═══ Extrait de page

Abdal Karim Ewaida : Le plan, présenté par le président américain Trump, soutient-il un État de Palestine indépendant et souverain, avec Jérusalem-Est pour capitale ?
Abidjan.net : Le plan rejette outrageusement le droit de la Palestine d'exister en tant qu'État indépendant, souverain et contigu. En parrainant la légalisation des colonies illégales israéliennes et en dictant qu’aucune ne sera démantelée, le plan représente simplement l’annexion de territoires, rendant impossible une Palestine libre. Dans le cadre de ce plan, Israël conserverait son contrôle de sécurité suprême sur de vastes zones de la Palestine occupée, y compris sa capitale Jérusalem-Est et la vallée du Jourdain. Il suggère un État de Palestine fictif, par lequel il substitue la contiguïté territoriale à la «contiguïté des transports», ébranlant ainsi la viabilité même de l'État palestinien. Cet État fictif sera divisé en une série d'enclaves, éparpillées comme un archipel relié par des tunnels et des ponts, permettant à Israël de maintenir le contrôle de la sécurité sur les frontières terrestres et maritimes palestiniennes, l'espace aérien et les ressources naturelles. En tant que tel, le plan annule toutes les possibilités pour l'État de Palestine d'exercer une souveraineté significative et la sécurité même de l'État. D'un autre côté, le plan décrit le soutien total à un Grand Israël entre le Jourdain et la Méditerranée.
Tout en servant pleinement les seuls intérêts de l'État d'Israël, le plan constitue une continuation de la Déclaration Balfour de 1917 et de la loi de l'État de la nation juive d'Israël de 2018. Il vise à officialiser le projet colonial du Grand Israël sur les terres de la Palestine historique, qui nie les droits nationaux du peuple palestinien et ne lui permet de vivre que dans « des bantoustans » autonomes avec à peine une poignée de droits civils et religieux. Elle soulage Israël du fardeau de payer le coût de son occupation et d'assumer ses responsabilités en tant que puissance occupante.
Le plan peut-il réellement apporter la paix dans cette partie du monde ?
En légalisant l'annexion du territoire palestinien occupé à l'État israélien et en limitant les Palestiniens à des enclaves disjointes sur leurs propres terres, le plan consolide un système déjà existant où deux lois s'appliquent dans le territoire palestinien occupé: un pour les colons israéliens et un autre pour le peuple palestinien occupé. Alors que la loi israélienne s'applique aux colons israéliens illégaux en Cisjordanie occupée, les Palestiniens sont soumis aux lois et tribunaux militaires israéliens. Non seulement le plan propose un État palestinien sans souveraineté, mais il énonce une réalité à un seul État avec deux systèmes, selon laquelle les Palestiniens continuent de se voir refuser les droits politiques, économiques, culturels et sociaux dont jouissent les juifs israéliens. En effet, avec le nombre de Palestiniens, dans l'État de Palestine et les citoyens palestiniens d'Israël dépassant déjà le nombre de juifs israéliens dans le pays entre le Jourdain et la Méditerranée, Israël est à un pas de devenir un État d'apartheid à part entière. Dans l’ensemble, ce plan exige que les dirigeants et le peuple palestiniens se soumettent totalement à l’apartheid israélien.

══════

Travail demandé
1. Recopiez le passage de l'extrait sur le plan Trump qui va de « Tout en servant » jusqu'à « partie du monde ? » inclus, en remplaçant « bantoustans » par « enclaves ».
2. Selon l'extrait sur le plan Trump, pourquoi le plan rend-il impossible une Palestine libre ? Répondez en une à trois phrases.
3. Répondez aux questions suivantes à partir de l'extrait sur le plan Trump.
(a) Quelles zones Israël conserverait-il sous son contrôle de sécurité suprême, d'après l'extrait ?
(b) De quels deux textes le plan est-il présenté comme une continuation ?
(c) À quelles lois et à quels tribunaux les Palestiniens sont-ils soumis en Cisjordanie occupée ?
Les enregistrements ne sont pas nécessaires pour ce travail.

═══ Données brutes

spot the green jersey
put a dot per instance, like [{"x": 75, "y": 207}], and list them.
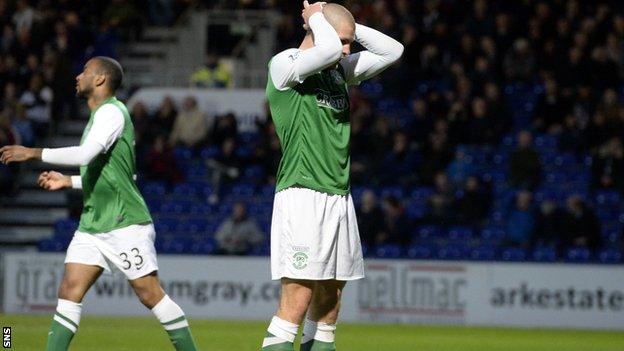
[
  {"x": 111, "y": 197},
  {"x": 312, "y": 120}
]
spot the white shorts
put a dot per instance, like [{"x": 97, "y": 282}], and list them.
[
  {"x": 314, "y": 236},
  {"x": 130, "y": 249}
]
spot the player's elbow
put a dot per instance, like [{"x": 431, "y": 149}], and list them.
[
  {"x": 332, "y": 52},
  {"x": 396, "y": 52}
]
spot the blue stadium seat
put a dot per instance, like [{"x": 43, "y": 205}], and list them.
[
  {"x": 460, "y": 233},
  {"x": 53, "y": 245},
  {"x": 263, "y": 249},
  {"x": 202, "y": 246},
  {"x": 578, "y": 254},
  {"x": 544, "y": 254},
  {"x": 388, "y": 251},
  {"x": 492, "y": 234},
  {"x": 153, "y": 189},
  {"x": 429, "y": 231},
  {"x": 513, "y": 254},
  {"x": 422, "y": 251},
  {"x": 453, "y": 252},
  {"x": 483, "y": 253},
  {"x": 610, "y": 255}
]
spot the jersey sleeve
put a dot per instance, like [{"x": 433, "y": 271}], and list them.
[
  {"x": 293, "y": 66},
  {"x": 108, "y": 124},
  {"x": 381, "y": 51}
]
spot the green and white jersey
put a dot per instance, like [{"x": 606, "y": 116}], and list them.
[
  {"x": 313, "y": 125},
  {"x": 111, "y": 197},
  {"x": 307, "y": 92}
]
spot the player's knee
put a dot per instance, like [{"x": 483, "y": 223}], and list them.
[
  {"x": 149, "y": 297},
  {"x": 72, "y": 289}
]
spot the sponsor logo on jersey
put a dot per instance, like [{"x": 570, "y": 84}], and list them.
[
  {"x": 338, "y": 102},
  {"x": 336, "y": 76},
  {"x": 300, "y": 260}
]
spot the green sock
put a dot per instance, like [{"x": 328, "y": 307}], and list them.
[
  {"x": 280, "y": 335},
  {"x": 59, "y": 337},
  {"x": 280, "y": 346},
  {"x": 181, "y": 338}
]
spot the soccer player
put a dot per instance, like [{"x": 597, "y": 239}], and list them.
[
  {"x": 115, "y": 225},
  {"x": 315, "y": 244}
]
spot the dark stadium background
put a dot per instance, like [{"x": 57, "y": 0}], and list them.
[{"x": 497, "y": 137}]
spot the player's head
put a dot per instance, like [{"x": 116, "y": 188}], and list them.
[
  {"x": 342, "y": 20},
  {"x": 99, "y": 72}
]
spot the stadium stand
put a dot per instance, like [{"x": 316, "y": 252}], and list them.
[{"x": 498, "y": 137}]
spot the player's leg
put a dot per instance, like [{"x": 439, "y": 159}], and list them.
[
  {"x": 320, "y": 325},
  {"x": 168, "y": 313},
  {"x": 77, "y": 280},
  {"x": 327, "y": 294},
  {"x": 295, "y": 298}
]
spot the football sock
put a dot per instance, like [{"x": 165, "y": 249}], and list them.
[
  {"x": 172, "y": 318},
  {"x": 318, "y": 336},
  {"x": 64, "y": 325},
  {"x": 280, "y": 335},
  {"x": 307, "y": 338}
]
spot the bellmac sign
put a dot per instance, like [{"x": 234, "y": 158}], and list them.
[{"x": 394, "y": 291}]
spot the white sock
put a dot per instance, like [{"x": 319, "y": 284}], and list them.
[
  {"x": 283, "y": 331},
  {"x": 169, "y": 314},
  {"x": 68, "y": 314},
  {"x": 309, "y": 329},
  {"x": 325, "y": 332}
]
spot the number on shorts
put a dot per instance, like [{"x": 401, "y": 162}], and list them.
[{"x": 138, "y": 259}]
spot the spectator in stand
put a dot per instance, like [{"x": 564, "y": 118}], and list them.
[
  {"x": 214, "y": 74},
  {"x": 191, "y": 125},
  {"x": 38, "y": 102},
  {"x": 549, "y": 226},
  {"x": 519, "y": 61},
  {"x": 401, "y": 160},
  {"x": 551, "y": 109},
  {"x": 474, "y": 203},
  {"x": 226, "y": 127},
  {"x": 239, "y": 233},
  {"x": 165, "y": 116},
  {"x": 161, "y": 163},
  {"x": 226, "y": 167},
  {"x": 461, "y": 167},
  {"x": 525, "y": 167},
  {"x": 142, "y": 127},
  {"x": 395, "y": 223},
  {"x": 370, "y": 219},
  {"x": 520, "y": 221},
  {"x": 608, "y": 165},
  {"x": 582, "y": 227},
  {"x": 441, "y": 204},
  {"x": 436, "y": 156}
]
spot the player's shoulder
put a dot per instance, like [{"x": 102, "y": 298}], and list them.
[{"x": 284, "y": 57}]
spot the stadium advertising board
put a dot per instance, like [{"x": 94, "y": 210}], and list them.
[
  {"x": 204, "y": 287},
  {"x": 394, "y": 291}
]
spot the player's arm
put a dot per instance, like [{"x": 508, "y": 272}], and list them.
[
  {"x": 107, "y": 127},
  {"x": 54, "y": 181},
  {"x": 290, "y": 68},
  {"x": 381, "y": 51}
]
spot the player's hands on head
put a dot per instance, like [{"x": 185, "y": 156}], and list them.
[
  {"x": 309, "y": 10},
  {"x": 16, "y": 153},
  {"x": 53, "y": 181}
]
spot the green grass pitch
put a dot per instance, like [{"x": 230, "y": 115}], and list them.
[{"x": 145, "y": 334}]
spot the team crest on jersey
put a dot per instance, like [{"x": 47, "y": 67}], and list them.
[
  {"x": 337, "y": 76},
  {"x": 300, "y": 260},
  {"x": 338, "y": 102}
]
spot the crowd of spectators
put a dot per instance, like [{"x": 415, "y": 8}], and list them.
[{"x": 477, "y": 79}]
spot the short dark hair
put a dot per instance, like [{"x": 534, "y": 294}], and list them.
[{"x": 113, "y": 71}]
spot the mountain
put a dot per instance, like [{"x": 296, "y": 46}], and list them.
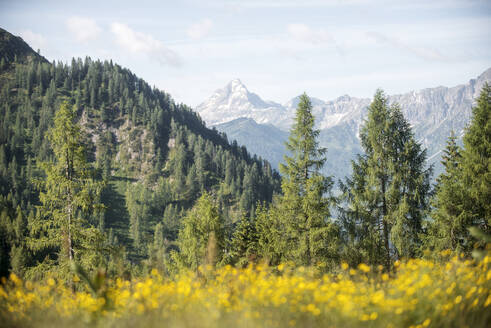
[
  {"x": 217, "y": 109},
  {"x": 264, "y": 139},
  {"x": 432, "y": 112},
  {"x": 155, "y": 156},
  {"x": 12, "y": 47}
]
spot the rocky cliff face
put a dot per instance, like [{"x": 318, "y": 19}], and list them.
[{"x": 432, "y": 112}]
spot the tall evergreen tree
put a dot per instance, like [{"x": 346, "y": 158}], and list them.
[
  {"x": 304, "y": 206},
  {"x": 67, "y": 189},
  {"x": 387, "y": 196},
  {"x": 244, "y": 242}
]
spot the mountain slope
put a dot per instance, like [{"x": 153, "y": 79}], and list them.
[
  {"x": 432, "y": 112},
  {"x": 263, "y": 139},
  {"x": 156, "y": 157},
  {"x": 12, "y": 47}
]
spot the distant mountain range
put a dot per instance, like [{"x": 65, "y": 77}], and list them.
[{"x": 262, "y": 126}]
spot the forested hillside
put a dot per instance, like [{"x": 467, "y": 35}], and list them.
[
  {"x": 119, "y": 208},
  {"x": 153, "y": 156}
]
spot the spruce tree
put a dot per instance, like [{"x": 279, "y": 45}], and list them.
[
  {"x": 388, "y": 192},
  {"x": 201, "y": 238},
  {"x": 244, "y": 242},
  {"x": 476, "y": 163},
  {"x": 67, "y": 188},
  {"x": 304, "y": 206},
  {"x": 446, "y": 230}
]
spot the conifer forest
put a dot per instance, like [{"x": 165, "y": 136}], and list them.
[{"x": 120, "y": 207}]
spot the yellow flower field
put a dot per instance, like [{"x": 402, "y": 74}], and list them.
[{"x": 420, "y": 293}]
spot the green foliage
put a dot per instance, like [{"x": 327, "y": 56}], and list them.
[
  {"x": 67, "y": 191},
  {"x": 201, "y": 237},
  {"x": 463, "y": 191},
  {"x": 476, "y": 163},
  {"x": 304, "y": 206},
  {"x": 243, "y": 248},
  {"x": 135, "y": 138},
  {"x": 387, "y": 195}
]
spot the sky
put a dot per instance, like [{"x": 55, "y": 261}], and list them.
[{"x": 278, "y": 49}]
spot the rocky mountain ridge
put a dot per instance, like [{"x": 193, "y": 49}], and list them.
[{"x": 432, "y": 112}]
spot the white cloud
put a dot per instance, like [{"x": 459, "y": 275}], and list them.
[
  {"x": 423, "y": 52},
  {"x": 137, "y": 42},
  {"x": 35, "y": 40},
  {"x": 304, "y": 33},
  {"x": 200, "y": 29},
  {"x": 84, "y": 29}
]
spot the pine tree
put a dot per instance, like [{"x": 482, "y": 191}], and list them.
[
  {"x": 67, "y": 189},
  {"x": 476, "y": 163},
  {"x": 447, "y": 230},
  {"x": 304, "y": 206},
  {"x": 201, "y": 227},
  {"x": 244, "y": 242},
  {"x": 387, "y": 196}
]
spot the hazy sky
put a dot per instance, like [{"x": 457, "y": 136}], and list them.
[{"x": 278, "y": 49}]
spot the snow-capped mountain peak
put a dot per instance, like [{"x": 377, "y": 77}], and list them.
[{"x": 236, "y": 101}]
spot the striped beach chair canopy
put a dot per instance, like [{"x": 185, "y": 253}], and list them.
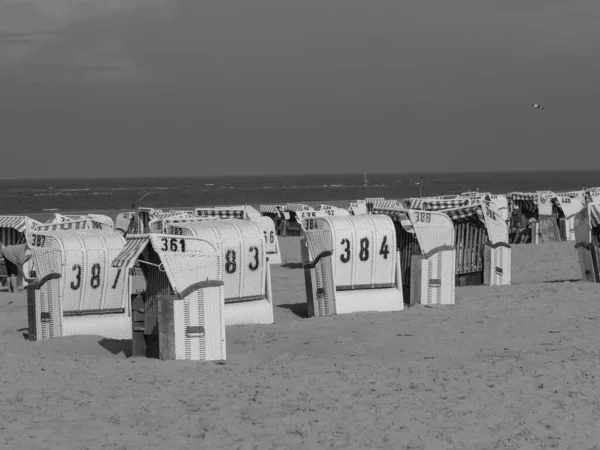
[
  {"x": 391, "y": 204},
  {"x": 182, "y": 212},
  {"x": 466, "y": 213},
  {"x": 59, "y": 218},
  {"x": 238, "y": 213},
  {"x": 271, "y": 209},
  {"x": 13, "y": 228},
  {"x": 374, "y": 200},
  {"x": 485, "y": 196},
  {"x": 526, "y": 200},
  {"x": 430, "y": 204},
  {"x": 296, "y": 207},
  {"x": 594, "y": 214},
  {"x": 84, "y": 224},
  {"x": 496, "y": 227},
  {"x": 397, "y": 215}
]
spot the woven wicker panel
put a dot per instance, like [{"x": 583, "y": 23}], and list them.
[
  {"x": 364, "y": 253},
  {"x": 268, "y": 228},
  {"x": 242, "y": 247},
  {"x": 93, "y": 296},
  {"x": 582, "y": 228},
  {"x": 497, "y": 228},
  {"x": 570, "y": 206},
  {"x": 433, "y": 229},
  {"x": 500, "y": 266},
  {"x": 320, "y": 241},
  {"x": 47, "y": 298},
  {"x": 308, "y": 219}
]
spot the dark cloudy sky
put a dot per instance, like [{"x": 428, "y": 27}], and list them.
[{"x": 194, "y": 87}]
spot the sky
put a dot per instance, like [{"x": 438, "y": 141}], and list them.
[{"x": 111, "y": 88}]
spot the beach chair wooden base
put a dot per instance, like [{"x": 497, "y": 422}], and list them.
[
  {"x": 183, "y": 332},
  {"x": 549, "y": 229},
  {"x": 497, "y": 264},
  {"x": 43, "y": 309},
  {"x": 588, "y": 256},
  {"x": 432, "y": 278}
]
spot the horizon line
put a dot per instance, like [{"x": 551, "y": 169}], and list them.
[{"x": 297, "y": 174}]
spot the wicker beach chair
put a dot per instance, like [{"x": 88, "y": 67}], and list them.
[
  {"x": 351, "y": 264},
  {"x": 247, "y": 274},
  {"x": 181, "y": 313},
  {"x": 77, "y": 292}
]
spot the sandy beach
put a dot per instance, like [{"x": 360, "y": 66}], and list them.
[{"x": 506, "y": 367}]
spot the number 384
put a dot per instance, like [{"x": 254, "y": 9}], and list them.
[
  {"x": 364, "y": 251},
  {"x": 423, "y": 217}
]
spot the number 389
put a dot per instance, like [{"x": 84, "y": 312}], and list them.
[{"x": 423, "y": 217}]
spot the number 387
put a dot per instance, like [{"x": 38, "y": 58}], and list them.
[{"x": 363, "y": 251}]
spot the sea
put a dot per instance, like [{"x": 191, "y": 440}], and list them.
[{"x": 35, "y": 196}]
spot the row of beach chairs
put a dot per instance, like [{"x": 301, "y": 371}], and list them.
[{"x": 173, "y": 281}]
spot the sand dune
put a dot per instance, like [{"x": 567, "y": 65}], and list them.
[{"x": 506, "y": 367}]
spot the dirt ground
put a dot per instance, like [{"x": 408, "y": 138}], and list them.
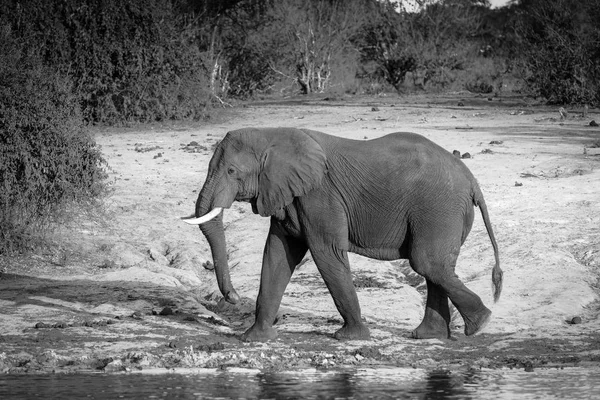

══════

Corrigé des consignes
1.
Tout en servant pleinement les seuls intérêts de l'État d'Israël, le plan constitue une continuation de la Déclaration Balfour de 1917 et de la loi de l'État de la nation juive d'Israël de 2018. Il vise à officialiser le projet colonial du Grand Israël sur les terres de la Palestine historique, qui nie les droits nationaux du peuple palestinien et ne lui permet de vivre que dans « des enclaves » autonomes avec à peine une poignée de droits civils et religieux. Elle soulage Israël du fardeau de payer le coût de son occupation et d'assumer ses responsabilités en tant que puissance occupante.
Le plan peut-il réellement apporter la paix dans cette partie du monde ?

2. En parrainant la légalisation des colonies israéliennes illégales et en imposant qu'aucune ne soit démantelée, le plan représente simplement une annexion de territoires. C'est ce qui rend impossible une Palestine libre.

3.
(a) De vastes zones de la Palestine occupée, y compris Jérusalem-Est et la vallée du Jourdain.
(b) La Déclaration Balfour de 1917 et la loi de l'État de la nation juive d'Israël de 2018.
(c) Aux lois et aux tribunaux militaires israéliens.